→ **Tekst om te lezen**:

▽

Tekst Machteld Scholten
Foto Politie (hoofdfoto), Rutger Rog (portret Cindy de Koning), Martijn Beekman (portretten Rachid Habchi en Romke Verf)
Een intern netwerk binnen de politie met als doel kennis en kunde over culturen, religies, leefstijlen, genderidentiteiten en seksuele gerichtheid, te delen. Dat is in het kort waar het Netwerk Divers Vakmanschap (NDV) van de politie voor staat. Met in totaal zo’n 1000 aangesloten collega’s heeft het NDV kennis over meer dan 166 culturen, religies en leefstijlen. Kennis en kunde die de politie inzet bij het politiewerk.
Rachid Habchi is landelijk coördinator van het NDV: “Als politie zijn we er voor iedereen. Dat kunnen we alleen waarmaken als we de samenleving goed kennen en begrijpen. Het NDV zet zich daar – in de huidige vorm – al vijf jaar voor in. Dat doen we door onze ‘gouden competenties’ goed te gebruiken: de kennis die we als organisatie met meer dan 60.000 mensen in huis hebben.”

△

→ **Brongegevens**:
▽

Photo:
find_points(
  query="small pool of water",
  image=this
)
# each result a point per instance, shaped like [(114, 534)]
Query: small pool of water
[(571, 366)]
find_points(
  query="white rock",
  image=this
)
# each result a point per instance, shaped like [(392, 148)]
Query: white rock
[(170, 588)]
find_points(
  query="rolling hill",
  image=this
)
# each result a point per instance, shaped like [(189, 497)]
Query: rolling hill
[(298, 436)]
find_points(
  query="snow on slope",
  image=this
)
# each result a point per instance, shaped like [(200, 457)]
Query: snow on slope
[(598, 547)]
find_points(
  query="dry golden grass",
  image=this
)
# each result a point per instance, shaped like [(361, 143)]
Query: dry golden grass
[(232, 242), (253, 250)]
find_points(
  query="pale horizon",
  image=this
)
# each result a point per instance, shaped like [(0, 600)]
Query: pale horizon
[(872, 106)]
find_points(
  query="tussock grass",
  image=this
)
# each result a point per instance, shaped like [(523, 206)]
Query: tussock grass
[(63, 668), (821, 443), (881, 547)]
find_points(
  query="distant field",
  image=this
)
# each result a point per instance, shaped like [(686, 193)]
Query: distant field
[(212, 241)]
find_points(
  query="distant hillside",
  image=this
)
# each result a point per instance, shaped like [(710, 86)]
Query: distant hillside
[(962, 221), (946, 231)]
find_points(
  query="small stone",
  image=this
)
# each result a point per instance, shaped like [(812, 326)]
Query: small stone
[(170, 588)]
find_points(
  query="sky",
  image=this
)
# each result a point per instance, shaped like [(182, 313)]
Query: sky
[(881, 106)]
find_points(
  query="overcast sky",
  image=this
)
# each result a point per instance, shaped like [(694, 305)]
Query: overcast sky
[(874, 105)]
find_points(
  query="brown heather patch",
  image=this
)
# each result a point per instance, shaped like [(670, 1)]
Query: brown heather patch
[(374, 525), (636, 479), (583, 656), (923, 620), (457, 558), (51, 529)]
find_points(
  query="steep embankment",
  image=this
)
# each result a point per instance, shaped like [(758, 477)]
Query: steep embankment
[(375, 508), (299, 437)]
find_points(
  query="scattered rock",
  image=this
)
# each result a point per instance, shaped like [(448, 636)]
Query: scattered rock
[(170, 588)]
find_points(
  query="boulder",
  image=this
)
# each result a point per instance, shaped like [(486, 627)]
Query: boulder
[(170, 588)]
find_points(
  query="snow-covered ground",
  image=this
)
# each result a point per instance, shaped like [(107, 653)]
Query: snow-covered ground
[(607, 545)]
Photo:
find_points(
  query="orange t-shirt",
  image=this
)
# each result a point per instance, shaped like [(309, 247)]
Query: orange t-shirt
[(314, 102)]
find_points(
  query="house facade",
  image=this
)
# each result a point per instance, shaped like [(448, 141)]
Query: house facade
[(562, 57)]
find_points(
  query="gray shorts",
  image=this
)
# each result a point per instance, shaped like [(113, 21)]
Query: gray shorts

△

→ **Jouw opdracht**:
Geef aan hoeveel collega's er volgens de tekst over het Netwerk Divers Vakmanschap in totaal bij dit netwerk zijn aangesloten. De vermeldingen spelen hierbij geen rol.

→ **Uitgewerkt antwoord**:
Zo'n 1000 collega's.